## DOKUMENTTEXT:
┌────────

Forschungs-Sponsoring: Rauchen fördert die Gesundheit
Lungenkrebsforscher können sich weiterhin von der Tabakindustrie sponsern lassen. So wollen es Wissenschaftspolitiker von SPD und Linkspartei - anders als ihre Kollegen im Gesundheitsausschuss.
Tabak- und Alkoholkonzerne sollen nach dem Willen der Wissenschaftspolitiker von SPD und Linkspartei weiterhin die Gesundheitsforschung mitfinanzieren dürfen. Eine entsprechende Vorlage beschloss der Wissenschaftsausschuss des Abgeordnetenhauses am Mittwoch. Eine "ethische Selbstverpflichtung" der Kliniken und Forschungseinrichtungen soll ausschließen, dass die Konzerne Einfluss auf die Ergebnisse nehmen.
Die Abgeordneten stellen sich damit gegen ihre Parteikollegen aus dem Gesundheitsausschuss. Die hatten im Januar dafür votiert, dass Alkohol- und Tabakkonzerne keine Sponsoren für Gesundheitsforschung sein sollen (taz berichtete). Dieser Beschluss würde allerdings "das falsche Signal senden", befand der SPD-Wissenschaftspolitiker Lars Oberg. Man wolle "nicht den Eindruck erwecken, dass wir Drittmittel und Forschungsförderung in Berlin nicht wollen. Wir wollen das."

└────────

Gespeicherte Einträge aus einer Sammlung:
┌────────

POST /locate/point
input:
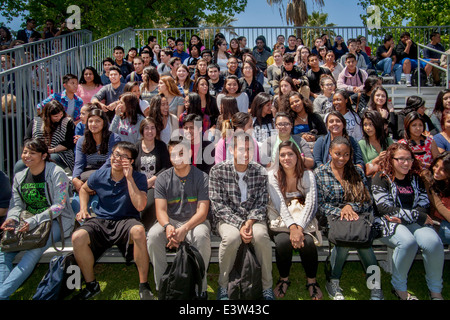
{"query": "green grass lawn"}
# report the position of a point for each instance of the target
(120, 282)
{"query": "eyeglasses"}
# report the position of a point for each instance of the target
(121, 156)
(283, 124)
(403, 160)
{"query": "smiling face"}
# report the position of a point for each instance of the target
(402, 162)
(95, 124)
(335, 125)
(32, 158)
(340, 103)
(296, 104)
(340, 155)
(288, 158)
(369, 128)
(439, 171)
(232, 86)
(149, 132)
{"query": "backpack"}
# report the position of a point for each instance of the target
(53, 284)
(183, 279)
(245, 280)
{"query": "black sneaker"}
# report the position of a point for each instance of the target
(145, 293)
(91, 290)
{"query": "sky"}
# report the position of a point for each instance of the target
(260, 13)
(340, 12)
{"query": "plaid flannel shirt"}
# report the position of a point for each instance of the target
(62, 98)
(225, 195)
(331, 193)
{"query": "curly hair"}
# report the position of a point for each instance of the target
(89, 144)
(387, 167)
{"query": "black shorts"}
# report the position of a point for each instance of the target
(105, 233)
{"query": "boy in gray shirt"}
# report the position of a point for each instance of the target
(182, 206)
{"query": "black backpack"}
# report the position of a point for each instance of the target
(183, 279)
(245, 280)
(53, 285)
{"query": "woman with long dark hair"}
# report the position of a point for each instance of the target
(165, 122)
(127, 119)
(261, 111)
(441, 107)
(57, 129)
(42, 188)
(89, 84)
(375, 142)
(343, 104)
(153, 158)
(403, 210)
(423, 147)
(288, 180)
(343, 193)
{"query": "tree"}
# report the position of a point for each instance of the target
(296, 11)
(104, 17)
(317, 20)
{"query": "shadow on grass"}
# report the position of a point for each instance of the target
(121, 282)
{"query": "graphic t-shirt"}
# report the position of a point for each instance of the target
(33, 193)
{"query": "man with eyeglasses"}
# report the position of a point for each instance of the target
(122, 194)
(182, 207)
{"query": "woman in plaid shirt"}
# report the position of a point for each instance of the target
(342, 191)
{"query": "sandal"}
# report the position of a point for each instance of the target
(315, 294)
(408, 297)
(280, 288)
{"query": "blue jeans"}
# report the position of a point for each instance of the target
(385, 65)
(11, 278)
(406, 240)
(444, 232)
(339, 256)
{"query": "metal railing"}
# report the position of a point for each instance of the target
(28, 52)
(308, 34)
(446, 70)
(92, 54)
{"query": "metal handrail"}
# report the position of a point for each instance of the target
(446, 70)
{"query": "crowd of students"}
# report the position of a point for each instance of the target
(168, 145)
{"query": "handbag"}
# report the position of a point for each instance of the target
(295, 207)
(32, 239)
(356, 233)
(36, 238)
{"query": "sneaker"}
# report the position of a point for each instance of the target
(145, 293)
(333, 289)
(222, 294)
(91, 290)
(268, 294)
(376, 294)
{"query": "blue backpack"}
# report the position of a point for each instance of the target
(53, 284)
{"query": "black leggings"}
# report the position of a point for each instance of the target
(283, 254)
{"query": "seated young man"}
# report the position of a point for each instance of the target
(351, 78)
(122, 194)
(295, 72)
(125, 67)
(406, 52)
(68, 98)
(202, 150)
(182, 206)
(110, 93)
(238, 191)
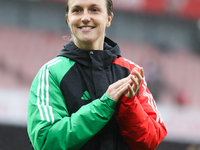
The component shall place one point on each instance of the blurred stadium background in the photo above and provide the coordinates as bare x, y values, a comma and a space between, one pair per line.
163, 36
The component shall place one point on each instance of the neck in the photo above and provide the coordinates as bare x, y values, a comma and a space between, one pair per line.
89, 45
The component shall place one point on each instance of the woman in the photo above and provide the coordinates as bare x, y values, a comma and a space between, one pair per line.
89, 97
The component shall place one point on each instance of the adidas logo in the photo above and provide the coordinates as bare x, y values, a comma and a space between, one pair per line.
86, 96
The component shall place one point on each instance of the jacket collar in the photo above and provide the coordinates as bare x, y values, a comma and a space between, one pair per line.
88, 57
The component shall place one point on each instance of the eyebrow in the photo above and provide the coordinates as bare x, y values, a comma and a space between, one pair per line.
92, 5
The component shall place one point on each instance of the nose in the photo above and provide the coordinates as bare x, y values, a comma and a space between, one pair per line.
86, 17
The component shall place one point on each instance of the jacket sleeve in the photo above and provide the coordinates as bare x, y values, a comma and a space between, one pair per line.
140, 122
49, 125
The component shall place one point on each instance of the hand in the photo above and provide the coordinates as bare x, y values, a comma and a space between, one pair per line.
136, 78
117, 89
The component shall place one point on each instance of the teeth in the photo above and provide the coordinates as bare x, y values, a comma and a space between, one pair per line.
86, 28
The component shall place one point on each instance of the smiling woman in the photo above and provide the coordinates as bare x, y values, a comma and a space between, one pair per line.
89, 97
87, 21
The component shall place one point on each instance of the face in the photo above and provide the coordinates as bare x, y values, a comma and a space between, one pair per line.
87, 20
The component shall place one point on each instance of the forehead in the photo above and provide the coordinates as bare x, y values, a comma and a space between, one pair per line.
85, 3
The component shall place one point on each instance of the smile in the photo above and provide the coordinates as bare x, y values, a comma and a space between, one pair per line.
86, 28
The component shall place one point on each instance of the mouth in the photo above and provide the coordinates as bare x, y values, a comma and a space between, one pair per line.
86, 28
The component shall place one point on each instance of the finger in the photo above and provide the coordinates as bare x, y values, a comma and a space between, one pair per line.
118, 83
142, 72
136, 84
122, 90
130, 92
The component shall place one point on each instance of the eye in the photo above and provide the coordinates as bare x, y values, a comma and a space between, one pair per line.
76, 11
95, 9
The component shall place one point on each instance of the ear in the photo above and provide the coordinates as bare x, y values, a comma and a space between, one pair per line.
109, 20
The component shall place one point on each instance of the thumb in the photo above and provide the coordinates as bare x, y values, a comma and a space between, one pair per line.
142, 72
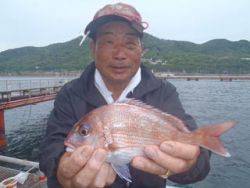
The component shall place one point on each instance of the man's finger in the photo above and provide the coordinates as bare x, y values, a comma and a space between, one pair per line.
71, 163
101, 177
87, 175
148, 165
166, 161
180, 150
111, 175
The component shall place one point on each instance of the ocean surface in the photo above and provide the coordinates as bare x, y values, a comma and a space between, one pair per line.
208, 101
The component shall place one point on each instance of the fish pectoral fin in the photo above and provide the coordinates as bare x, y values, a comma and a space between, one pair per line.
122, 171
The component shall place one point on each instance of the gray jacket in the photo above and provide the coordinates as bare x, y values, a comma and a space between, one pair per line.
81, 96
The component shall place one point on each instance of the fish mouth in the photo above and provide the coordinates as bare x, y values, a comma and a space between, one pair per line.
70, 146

└────────

## ARBEITSAUFTRAG:
Knüpfen Sie an den Artikel über das Sponsoring der Gesundheitsforschung durch Tabak- und Alkoholkonzerne an und schreiben Sie ihn im Anschluss an seinen letzten Satz weiter.

## ERGEBNIS:
Statt negativ formulierter Verbote solle es besser positiv formulierte Kriterien geben, um einen Einfluss auf die Forschung zu verhindern, so Oberg. So sollten die Gelder nur "auf Grundlage unabhängiger wissenschaftlicher Begutachtung" fließen, die "unabhängige Durchführung des Forschungsvorhabens" müsse sichergestellt sein und die Förderung dürfe "nicht an Bedingungen geknüpft" sein. Die Überwachung dieser Vorgaben soll den Forschungseinrichtungen selbst überlassen bleiben.
Im vergangenen Jahr war herausgekommen, dass der Leiter der Klinik für Innere Medizin und Kardiologie am Deutschen Herzzentrum Berlin in den Jahren 2003 bis 2005 insgesamt 937.000 Euro von der Philip-Morris-Stiftung angenommen hatte. Im Gegenzug beschäftigte sich Eckart Fleck mit der Frage, wie Schäden am Herz-Kreislauf-System entstehen. In einer internen Notiz von Philip Morris von einem Gespräch mit Fleck hieß es: Ihm sei bewusst gewesen, dass ein "fairer Interessenausgleich" die Voraussetzung für die Zusammenarbeit sei. Der Konzern erwarte von der Förderung einen "positiven Effekt in Bezug auf das öffentliche Ansehen der Zigarettenindustrie". Im Oktober 2008 hatte das Herzzentrum nach längerer öffentlicher Debatte eingeräumt, es sehe die Annahme der Gelder als Fehler. Man wolle in Zukunft keinen Euro von der Tabakindustrie mehr annehmen.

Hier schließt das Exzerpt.